Directions: Starting with the line that contains "Hi there — would you mind identifying the corrugated metal roof" and ending with the final line of the data below, print those lines exactly and nothing else.

[Recorded data]
··········

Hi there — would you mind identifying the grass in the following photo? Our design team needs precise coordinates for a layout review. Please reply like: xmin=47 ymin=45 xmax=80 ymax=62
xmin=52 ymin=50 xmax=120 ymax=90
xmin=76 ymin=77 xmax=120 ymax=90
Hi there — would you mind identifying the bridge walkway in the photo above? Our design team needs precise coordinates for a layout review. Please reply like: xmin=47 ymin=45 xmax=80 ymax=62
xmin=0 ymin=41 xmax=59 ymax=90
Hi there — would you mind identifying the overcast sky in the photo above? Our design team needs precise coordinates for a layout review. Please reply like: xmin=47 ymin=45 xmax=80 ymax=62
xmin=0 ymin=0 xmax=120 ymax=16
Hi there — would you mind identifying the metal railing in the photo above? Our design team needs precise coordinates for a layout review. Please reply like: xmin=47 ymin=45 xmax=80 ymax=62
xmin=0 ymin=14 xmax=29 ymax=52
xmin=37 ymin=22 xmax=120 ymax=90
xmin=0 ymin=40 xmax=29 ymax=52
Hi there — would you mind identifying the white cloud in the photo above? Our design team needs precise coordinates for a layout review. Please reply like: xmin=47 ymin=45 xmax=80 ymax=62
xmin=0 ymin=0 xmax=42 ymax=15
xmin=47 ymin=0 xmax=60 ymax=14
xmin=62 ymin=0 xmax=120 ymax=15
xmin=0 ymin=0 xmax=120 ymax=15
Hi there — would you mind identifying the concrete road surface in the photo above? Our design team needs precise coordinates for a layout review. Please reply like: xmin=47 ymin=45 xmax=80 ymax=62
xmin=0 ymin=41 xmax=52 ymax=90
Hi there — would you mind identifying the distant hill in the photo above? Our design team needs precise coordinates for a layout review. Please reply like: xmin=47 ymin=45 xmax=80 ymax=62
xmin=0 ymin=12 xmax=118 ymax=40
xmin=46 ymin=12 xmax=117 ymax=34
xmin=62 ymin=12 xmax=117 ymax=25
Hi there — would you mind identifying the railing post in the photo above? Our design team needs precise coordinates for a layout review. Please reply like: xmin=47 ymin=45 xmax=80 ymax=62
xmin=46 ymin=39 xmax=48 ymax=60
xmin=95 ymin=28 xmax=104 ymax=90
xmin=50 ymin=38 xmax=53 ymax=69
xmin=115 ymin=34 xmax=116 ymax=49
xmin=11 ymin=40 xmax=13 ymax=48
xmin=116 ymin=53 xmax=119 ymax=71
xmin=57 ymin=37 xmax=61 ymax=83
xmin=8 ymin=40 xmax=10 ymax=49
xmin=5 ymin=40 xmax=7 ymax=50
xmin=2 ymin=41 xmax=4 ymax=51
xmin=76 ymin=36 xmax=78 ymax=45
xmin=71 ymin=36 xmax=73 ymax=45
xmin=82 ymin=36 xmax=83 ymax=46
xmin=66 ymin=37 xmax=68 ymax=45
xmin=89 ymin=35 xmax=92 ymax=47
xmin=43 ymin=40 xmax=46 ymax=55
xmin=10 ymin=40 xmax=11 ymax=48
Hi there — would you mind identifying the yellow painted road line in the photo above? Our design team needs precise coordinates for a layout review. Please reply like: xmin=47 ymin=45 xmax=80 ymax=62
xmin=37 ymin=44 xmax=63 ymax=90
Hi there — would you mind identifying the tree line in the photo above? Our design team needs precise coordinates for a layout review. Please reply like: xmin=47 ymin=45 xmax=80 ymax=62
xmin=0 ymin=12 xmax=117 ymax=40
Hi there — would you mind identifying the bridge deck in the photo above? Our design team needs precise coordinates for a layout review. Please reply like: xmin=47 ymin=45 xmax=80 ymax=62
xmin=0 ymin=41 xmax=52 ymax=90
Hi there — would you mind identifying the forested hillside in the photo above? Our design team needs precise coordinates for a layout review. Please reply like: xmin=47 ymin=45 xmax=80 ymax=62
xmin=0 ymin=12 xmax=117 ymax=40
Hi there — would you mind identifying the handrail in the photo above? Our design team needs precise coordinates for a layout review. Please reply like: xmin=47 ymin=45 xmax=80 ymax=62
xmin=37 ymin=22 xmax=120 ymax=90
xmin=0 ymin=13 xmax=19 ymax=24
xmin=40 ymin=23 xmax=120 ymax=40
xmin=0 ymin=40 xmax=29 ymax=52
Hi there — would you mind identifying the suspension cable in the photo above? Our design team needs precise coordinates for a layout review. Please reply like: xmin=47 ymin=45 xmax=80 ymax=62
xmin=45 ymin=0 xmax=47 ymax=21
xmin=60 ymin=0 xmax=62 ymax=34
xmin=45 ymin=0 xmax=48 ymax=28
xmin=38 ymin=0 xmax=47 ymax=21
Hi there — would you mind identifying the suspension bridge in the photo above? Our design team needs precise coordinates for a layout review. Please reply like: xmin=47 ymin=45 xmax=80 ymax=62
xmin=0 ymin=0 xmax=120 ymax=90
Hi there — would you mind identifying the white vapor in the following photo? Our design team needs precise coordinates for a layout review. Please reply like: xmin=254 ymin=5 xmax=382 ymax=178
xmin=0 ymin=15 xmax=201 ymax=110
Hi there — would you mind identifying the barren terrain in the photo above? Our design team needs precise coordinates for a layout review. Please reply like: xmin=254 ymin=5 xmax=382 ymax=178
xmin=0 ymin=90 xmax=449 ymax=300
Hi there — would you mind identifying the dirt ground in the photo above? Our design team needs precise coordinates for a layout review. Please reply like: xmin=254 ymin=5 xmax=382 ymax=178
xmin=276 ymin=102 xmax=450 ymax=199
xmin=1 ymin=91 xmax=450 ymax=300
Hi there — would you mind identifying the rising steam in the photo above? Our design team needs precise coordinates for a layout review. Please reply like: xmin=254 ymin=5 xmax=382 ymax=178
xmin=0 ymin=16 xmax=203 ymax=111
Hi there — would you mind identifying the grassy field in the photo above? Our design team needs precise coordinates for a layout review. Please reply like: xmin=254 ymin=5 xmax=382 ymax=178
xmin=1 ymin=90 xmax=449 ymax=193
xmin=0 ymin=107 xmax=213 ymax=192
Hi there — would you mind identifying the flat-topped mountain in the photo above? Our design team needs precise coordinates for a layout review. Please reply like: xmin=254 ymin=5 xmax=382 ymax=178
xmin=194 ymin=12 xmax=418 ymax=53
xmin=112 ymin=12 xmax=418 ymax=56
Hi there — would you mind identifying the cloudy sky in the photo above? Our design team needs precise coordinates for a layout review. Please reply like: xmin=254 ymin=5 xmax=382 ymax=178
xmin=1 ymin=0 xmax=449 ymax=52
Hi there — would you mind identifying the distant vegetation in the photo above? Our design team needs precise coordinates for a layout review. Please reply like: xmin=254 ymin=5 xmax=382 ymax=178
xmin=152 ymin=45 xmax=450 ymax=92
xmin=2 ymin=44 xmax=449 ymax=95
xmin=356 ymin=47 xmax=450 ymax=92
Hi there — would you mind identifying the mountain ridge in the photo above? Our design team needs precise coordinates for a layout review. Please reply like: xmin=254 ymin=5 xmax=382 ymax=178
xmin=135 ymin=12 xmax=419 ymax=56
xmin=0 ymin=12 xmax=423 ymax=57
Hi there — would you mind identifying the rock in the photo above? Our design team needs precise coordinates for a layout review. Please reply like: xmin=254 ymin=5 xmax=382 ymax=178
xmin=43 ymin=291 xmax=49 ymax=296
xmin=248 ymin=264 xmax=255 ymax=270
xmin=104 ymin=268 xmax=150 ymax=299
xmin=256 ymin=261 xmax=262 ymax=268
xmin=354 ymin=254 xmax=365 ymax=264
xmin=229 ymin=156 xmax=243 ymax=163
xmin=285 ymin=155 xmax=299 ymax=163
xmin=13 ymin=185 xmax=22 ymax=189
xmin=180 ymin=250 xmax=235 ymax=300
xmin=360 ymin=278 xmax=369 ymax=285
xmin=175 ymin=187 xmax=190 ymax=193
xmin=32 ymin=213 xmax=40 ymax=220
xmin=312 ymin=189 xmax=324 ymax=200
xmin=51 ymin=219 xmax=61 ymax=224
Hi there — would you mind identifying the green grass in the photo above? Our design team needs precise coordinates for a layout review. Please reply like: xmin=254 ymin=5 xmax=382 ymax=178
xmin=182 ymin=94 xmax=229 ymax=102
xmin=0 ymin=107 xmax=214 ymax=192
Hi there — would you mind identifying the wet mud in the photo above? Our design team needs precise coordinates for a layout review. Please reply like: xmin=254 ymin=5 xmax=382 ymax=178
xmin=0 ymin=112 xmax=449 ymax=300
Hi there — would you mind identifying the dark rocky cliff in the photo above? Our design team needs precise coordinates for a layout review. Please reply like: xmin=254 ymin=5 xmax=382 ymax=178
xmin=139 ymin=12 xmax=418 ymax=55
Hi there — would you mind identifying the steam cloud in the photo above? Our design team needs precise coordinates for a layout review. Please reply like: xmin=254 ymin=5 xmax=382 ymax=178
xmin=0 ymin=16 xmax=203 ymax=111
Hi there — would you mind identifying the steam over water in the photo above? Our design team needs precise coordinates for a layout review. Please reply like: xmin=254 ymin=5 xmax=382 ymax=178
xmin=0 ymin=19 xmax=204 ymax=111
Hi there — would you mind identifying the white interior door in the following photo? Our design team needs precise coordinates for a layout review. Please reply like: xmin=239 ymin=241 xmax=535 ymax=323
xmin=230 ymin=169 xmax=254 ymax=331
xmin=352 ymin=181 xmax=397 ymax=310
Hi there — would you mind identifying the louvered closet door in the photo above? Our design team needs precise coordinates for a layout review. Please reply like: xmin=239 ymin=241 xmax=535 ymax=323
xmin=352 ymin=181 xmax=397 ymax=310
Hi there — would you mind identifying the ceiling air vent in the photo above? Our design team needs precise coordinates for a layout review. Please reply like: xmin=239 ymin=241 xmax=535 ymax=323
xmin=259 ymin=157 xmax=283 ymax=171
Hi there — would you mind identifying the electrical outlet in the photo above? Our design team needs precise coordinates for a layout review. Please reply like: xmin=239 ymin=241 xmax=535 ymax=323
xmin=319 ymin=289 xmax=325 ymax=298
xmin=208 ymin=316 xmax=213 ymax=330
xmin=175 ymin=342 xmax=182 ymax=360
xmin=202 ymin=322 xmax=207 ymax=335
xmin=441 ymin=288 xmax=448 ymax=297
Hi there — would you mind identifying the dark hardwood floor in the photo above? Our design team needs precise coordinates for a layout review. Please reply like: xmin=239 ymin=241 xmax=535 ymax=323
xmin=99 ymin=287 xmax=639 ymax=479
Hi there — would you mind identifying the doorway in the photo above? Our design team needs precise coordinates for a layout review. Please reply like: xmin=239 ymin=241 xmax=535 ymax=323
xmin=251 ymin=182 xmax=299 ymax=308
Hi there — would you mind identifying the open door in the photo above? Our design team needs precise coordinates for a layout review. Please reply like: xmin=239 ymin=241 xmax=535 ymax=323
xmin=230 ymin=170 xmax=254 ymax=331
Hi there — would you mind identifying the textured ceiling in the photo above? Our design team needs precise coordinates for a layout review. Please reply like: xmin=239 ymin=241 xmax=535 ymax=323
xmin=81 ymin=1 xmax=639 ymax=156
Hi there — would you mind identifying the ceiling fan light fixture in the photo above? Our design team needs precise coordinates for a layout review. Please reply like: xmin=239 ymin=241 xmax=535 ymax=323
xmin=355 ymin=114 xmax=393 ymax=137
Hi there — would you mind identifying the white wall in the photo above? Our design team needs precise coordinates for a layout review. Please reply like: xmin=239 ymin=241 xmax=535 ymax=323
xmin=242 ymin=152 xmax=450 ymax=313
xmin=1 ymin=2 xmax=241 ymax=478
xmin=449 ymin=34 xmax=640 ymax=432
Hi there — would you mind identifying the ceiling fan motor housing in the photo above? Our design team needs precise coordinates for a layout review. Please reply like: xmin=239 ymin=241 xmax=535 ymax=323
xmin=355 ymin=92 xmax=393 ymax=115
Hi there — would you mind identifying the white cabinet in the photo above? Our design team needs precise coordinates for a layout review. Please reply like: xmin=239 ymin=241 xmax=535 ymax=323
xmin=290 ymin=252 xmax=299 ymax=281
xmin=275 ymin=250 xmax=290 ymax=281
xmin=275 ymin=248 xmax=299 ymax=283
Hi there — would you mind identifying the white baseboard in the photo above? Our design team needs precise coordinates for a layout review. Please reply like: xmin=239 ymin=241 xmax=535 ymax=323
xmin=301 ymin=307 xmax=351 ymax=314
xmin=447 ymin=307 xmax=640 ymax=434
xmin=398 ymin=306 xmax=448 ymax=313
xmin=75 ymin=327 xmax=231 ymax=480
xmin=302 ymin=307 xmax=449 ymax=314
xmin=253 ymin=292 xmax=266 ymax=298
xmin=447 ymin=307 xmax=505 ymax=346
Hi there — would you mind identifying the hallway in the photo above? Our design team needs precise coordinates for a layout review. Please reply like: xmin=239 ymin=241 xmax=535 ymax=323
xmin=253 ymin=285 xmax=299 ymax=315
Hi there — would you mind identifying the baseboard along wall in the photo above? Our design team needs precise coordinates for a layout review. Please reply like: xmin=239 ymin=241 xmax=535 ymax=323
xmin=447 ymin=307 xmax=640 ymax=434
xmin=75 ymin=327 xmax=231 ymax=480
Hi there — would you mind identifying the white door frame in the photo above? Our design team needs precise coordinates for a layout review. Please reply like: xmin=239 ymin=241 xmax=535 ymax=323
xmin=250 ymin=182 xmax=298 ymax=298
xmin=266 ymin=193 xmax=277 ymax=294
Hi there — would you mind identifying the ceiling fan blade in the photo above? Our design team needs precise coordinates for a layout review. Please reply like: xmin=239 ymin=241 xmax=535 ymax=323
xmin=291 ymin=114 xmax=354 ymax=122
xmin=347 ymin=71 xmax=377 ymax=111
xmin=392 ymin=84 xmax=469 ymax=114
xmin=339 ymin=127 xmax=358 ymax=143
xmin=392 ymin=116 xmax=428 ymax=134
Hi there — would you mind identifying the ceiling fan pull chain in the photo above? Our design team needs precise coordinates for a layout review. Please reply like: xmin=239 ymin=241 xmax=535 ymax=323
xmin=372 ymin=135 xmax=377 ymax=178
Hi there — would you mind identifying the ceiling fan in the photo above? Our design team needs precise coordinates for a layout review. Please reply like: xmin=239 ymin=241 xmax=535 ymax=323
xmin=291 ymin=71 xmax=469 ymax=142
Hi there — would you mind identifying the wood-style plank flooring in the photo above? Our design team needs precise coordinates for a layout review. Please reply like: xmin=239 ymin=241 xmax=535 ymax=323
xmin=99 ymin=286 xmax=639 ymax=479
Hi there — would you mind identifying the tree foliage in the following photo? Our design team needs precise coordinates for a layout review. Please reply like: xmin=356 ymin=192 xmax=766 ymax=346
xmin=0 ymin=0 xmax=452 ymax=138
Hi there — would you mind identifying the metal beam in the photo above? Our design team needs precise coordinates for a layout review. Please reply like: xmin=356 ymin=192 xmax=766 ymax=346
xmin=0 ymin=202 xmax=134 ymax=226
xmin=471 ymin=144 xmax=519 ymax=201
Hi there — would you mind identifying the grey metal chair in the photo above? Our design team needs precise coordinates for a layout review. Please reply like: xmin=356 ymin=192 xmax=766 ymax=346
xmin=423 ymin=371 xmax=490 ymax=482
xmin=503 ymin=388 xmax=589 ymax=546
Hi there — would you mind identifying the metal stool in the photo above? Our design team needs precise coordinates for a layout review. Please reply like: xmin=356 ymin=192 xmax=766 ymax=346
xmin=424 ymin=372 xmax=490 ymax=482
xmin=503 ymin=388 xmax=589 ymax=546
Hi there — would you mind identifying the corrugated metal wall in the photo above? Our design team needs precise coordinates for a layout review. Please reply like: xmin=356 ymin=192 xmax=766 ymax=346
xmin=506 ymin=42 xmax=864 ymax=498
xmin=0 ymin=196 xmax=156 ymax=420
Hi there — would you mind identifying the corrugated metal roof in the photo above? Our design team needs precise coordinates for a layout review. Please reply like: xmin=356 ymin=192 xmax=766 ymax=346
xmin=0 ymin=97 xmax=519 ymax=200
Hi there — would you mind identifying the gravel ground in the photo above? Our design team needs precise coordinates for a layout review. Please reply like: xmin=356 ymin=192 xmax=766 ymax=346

··········

Result:
Hi there — would you mind identifying the corrugated metal roof in the photo above? Our design team needs precise coordinates for a layout review. Please reply like: xmin=356 ymin=192 xmax=766 ymax=346
xmin=0 ymin=97 xmax=519 ymax=200
Hi there — would you mind identifying the gravel ground in the photo above? Our design team needs precise coordinates for a layout review. Please reply like: xmin=356 ymin=192 xmax=766 ymax=346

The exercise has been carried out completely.